### DESAFIOS
a - No texto «Amor e gratidão», em que data foram pronunciadas as palavras da catequese da audiência geral que o texto cita?
b - Prossegue o texto «Amor e gratidão» a partir da sua última frase.

### EXCERTO DA PÁGINA
::::::::::
Amor e gratidão

05 janeiro 2023

«Senhor, amo-te», foram as últimas palavras de Bento xvi, coroando uma existência inteira, vivida sob o signo destas palavras. Entre os muitos textos (e gestos) que o demonstram, as palavras pronunciadas em 24 de maio de 2006 na catequese da audiência geral são impressionantes: «a generosidade impetuosa de Pedro não a salvaguarda dos riscos relacionados com a debilidade humana. De resto, é o que também nós podemos reconhecer com base na nossa vida. Pedro seguiu Jesus com ímpeto, superou a prova da fé, abandonando-se a Ele. Contudo chega o momento no qual também ele cede aos receios e cai: trai o Mestre (cf. Mc 14, 66-72). A escola da fé não é uma marcha triunfal, mas um caminho repleto de sofrimentos e de amor, de provas e de fidelidade a ser renovada todos os dias. Pedro, que já tinha prometido fidelidade absoluta, conhece a amargura e a humilhação da renegação: o atrevido aprende à sua custa a humildade. Também Pedro deve aprender a ser frágil e carente de perdão. Quando finalmente perde a máscara e compreende a verdade do seu coração frágil de pecador crente, cai num libertador choro de arrependimento. Depois deste choro ele já está pronto para a sua missão». Então Bento recorda o diálogo entre Jesus ressuscitado e Pedro nas margens do Mar da Galileia, sublinhando a distinção entre o verbo “filéo” (que exprime o amor de amizade, terno mas não totalizador) e o verbo “agapáo” (que significa amor sem reservas, total e incondicional) e concluindo que parece que foi o próprio Jesus que «se adaptou a Pedro, e não Pedro a Jesus! É precisamente esta adaptação divina que dá esperança ao discípulo, que conheceu o sofrimento da infidelidade. Surge daqui a confiança que o torna capaz do seguimento até ao fim […]. A partir daquele dia Pedro “seguiu” o Mestre com a clara consciência da própria fragilidade; mas esta consciência não o desencorajou. De facto, ele sabia que podia contar com a presença do Ressuscitado. Dos ingénuos entusiasmos da adesão inicial, passando pela experiência dolorosa da negação e pelo choro da conversão, Pedro alcançou a confiança naquele Jesus que se adaptou à sua pobre capacidade de amor. E mostra assim também a nós o caminho, apesar da nossa debilidade. Sabemos que Jesus se adapta a esta nossa debilidade».
::::::::::
### LINHAS DE DADOS
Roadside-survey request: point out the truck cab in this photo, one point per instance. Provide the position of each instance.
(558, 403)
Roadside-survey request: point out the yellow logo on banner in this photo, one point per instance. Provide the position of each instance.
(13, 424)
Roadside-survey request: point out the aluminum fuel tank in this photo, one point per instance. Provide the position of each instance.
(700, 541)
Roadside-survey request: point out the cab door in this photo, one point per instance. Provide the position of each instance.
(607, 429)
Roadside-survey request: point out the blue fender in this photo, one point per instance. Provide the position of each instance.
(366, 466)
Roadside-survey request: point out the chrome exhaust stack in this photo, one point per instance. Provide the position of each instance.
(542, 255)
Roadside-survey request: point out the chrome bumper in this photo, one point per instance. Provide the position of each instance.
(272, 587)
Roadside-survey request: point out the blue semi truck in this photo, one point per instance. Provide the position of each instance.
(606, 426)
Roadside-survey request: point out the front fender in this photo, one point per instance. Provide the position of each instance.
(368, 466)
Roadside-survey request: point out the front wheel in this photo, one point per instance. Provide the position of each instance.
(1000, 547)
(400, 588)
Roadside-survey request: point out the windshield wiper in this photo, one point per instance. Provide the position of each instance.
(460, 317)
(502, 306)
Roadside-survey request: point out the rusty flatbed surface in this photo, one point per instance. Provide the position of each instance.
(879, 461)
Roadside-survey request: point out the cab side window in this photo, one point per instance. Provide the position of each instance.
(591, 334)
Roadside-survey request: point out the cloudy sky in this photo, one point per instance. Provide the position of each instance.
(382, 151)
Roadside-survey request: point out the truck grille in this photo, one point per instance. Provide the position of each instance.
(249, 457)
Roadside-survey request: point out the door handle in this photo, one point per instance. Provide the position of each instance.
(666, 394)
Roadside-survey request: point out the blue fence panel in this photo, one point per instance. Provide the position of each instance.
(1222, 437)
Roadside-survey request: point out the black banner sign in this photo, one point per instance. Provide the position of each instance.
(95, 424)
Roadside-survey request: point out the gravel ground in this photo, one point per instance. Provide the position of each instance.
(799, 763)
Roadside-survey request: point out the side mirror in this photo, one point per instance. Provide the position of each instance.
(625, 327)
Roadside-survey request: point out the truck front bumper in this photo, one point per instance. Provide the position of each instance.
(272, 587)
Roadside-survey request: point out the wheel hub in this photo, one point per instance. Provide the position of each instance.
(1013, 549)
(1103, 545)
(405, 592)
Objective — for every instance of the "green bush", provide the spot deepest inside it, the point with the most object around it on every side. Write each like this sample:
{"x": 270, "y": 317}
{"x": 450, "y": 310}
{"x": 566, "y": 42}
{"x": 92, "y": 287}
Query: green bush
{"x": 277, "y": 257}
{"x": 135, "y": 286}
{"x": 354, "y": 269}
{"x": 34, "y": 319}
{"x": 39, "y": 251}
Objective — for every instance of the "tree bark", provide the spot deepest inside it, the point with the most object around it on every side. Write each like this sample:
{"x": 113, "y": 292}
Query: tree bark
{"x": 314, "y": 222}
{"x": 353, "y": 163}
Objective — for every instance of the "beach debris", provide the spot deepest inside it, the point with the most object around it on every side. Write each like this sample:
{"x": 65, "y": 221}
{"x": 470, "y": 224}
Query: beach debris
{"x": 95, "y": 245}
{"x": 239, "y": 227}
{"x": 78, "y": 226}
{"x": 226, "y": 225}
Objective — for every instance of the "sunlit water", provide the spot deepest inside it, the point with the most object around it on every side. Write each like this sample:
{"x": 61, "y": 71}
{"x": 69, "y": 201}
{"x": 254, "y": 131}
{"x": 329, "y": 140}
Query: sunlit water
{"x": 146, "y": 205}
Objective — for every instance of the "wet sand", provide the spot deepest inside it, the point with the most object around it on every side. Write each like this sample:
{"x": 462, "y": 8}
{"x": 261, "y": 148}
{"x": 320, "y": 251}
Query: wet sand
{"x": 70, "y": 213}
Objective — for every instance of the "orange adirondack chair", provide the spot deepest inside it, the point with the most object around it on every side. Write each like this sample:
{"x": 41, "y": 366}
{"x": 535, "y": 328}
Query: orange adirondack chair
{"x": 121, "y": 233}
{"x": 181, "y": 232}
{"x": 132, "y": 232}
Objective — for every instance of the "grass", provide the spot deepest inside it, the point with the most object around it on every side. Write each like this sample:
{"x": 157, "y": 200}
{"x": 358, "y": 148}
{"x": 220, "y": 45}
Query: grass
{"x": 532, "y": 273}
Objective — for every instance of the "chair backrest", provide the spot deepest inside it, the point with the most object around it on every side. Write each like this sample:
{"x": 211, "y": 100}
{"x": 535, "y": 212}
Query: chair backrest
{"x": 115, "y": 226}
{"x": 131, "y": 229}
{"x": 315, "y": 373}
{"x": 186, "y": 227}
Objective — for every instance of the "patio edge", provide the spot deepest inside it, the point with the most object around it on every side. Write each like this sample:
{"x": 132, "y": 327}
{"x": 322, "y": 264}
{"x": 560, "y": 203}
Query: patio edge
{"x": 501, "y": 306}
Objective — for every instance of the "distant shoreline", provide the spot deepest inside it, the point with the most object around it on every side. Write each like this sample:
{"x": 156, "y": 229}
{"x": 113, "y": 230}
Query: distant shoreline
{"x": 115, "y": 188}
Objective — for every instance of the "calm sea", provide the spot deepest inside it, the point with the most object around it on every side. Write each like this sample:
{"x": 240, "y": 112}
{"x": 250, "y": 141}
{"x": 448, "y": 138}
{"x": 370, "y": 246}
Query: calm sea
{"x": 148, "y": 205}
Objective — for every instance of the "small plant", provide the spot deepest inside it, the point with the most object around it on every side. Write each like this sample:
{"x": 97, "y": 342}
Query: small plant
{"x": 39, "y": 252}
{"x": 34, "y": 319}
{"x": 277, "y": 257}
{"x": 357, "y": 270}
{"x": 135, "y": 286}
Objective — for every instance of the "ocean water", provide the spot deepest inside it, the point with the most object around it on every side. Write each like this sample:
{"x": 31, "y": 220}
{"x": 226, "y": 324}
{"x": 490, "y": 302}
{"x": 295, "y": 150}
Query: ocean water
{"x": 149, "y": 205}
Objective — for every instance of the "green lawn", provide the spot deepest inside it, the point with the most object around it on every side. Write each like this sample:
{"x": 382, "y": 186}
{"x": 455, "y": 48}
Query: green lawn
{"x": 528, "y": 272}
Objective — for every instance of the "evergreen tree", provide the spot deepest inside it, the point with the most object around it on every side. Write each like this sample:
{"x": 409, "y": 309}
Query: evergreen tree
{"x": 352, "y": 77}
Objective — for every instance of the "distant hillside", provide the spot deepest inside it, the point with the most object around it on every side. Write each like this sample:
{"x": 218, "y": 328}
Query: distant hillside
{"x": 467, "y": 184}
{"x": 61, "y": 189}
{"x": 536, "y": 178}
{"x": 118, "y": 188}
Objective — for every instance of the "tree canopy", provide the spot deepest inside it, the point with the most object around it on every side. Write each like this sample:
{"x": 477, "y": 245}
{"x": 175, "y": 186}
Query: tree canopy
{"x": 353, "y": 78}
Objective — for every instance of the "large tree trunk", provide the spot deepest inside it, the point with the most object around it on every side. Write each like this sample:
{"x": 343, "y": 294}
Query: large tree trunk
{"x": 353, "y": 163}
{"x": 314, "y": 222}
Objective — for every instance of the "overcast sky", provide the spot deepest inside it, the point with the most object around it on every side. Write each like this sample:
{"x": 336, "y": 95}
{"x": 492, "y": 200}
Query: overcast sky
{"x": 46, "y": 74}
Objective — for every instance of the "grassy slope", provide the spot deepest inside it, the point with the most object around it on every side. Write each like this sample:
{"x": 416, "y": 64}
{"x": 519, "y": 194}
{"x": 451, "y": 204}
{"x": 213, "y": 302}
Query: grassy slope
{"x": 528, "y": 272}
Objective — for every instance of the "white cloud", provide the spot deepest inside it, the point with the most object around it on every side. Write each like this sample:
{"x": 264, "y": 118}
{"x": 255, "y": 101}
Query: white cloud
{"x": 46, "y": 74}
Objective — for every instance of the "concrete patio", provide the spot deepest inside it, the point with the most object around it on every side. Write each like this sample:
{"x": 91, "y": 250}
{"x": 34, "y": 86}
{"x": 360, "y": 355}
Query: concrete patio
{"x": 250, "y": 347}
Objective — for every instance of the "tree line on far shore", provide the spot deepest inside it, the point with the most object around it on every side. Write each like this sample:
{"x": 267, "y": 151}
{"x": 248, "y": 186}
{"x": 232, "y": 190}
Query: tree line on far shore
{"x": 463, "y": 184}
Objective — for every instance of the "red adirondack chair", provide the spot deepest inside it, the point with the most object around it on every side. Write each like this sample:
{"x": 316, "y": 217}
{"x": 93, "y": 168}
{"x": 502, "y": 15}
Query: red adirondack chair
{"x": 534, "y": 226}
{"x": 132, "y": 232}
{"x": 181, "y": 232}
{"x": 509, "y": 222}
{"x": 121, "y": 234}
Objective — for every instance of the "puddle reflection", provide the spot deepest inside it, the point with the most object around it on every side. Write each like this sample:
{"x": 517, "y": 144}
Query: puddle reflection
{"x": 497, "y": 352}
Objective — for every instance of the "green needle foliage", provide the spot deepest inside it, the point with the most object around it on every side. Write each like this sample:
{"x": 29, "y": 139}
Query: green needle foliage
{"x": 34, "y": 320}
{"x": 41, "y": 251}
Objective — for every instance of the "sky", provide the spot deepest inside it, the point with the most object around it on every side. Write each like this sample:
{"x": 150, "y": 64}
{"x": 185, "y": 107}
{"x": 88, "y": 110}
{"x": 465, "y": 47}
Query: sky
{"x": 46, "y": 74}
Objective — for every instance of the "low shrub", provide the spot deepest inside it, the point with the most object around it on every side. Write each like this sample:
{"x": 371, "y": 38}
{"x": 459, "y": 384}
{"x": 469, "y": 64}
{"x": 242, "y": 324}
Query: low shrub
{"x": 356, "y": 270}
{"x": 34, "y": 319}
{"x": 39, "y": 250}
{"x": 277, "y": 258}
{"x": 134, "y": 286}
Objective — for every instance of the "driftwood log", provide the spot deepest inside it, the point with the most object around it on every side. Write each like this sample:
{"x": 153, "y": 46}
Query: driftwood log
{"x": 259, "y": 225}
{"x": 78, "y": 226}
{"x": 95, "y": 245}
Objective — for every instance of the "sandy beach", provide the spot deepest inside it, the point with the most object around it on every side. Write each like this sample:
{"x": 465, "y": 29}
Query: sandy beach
::::::::::
### RESPOSTAS POR ORDEM
a - Em 24 de maio de 2006.

b -
Dez anos mais tarde, a 28 de junho de 2016, por ocasião da comemoração do 65º aniversário da ordenação sacerdotal de Bento xvi , o Papa Francisco, dirigindo-se ao Papa emérito ali presente, proferiu estas palavras: «Numa das tantas páginas bonitas que Vossa Santidade dedica ao sacerdócio frisa como, na hora da chamada definitiva de Simão, Jesus, olhando para ele, no fundo pergunta-lhe uma só coisa: “Amas-me?”. Como é belo e verdadeiro isto! Porque é nisto, Vossa Santidade no-lo diz, naquele “Amas-me?” que o Senhor funda o apascentar, porque só se houver amor ao Senhor Ele pode apascentar através de nós... Esta é a caraterística que domina toda uma vida despendida ao serviço do sacerdócio e da teologia, que Vossa Santidade não hesitou em definir “busca do amado”: foi isto que Vossa Santidade sempre testemunhou e ainda hoje testemunha: que o aspeto decisivo nos nossos dias — de sol ou de chuva — aquele com o qual advém também tudo o resto, é que o Senhor esteja deveras presente, que o desejemos, que interiormente estejamos próximos dele, que o amemos, que acreditemos profundamente nele e, crendo, O amemos deveras. É este amar que nos enche realmente o coração, é este crer que nos faz caminhar seguros e tranquilos sobre as águas, até no meio da tempestade, precisamente como aconteceu a Pedro. Este amar e este crer é aquilo que nos permite olhar para o futuro não com receio ou saudades, mas com júbilo, até nos anos já avançados da nossa vida».

Na sua resposta, Bento xvi introduziu outra palavra que encontramos nas suas últimas, particularmente no seu testamento, outra palavra que marcou toda a sua vida: obrigado!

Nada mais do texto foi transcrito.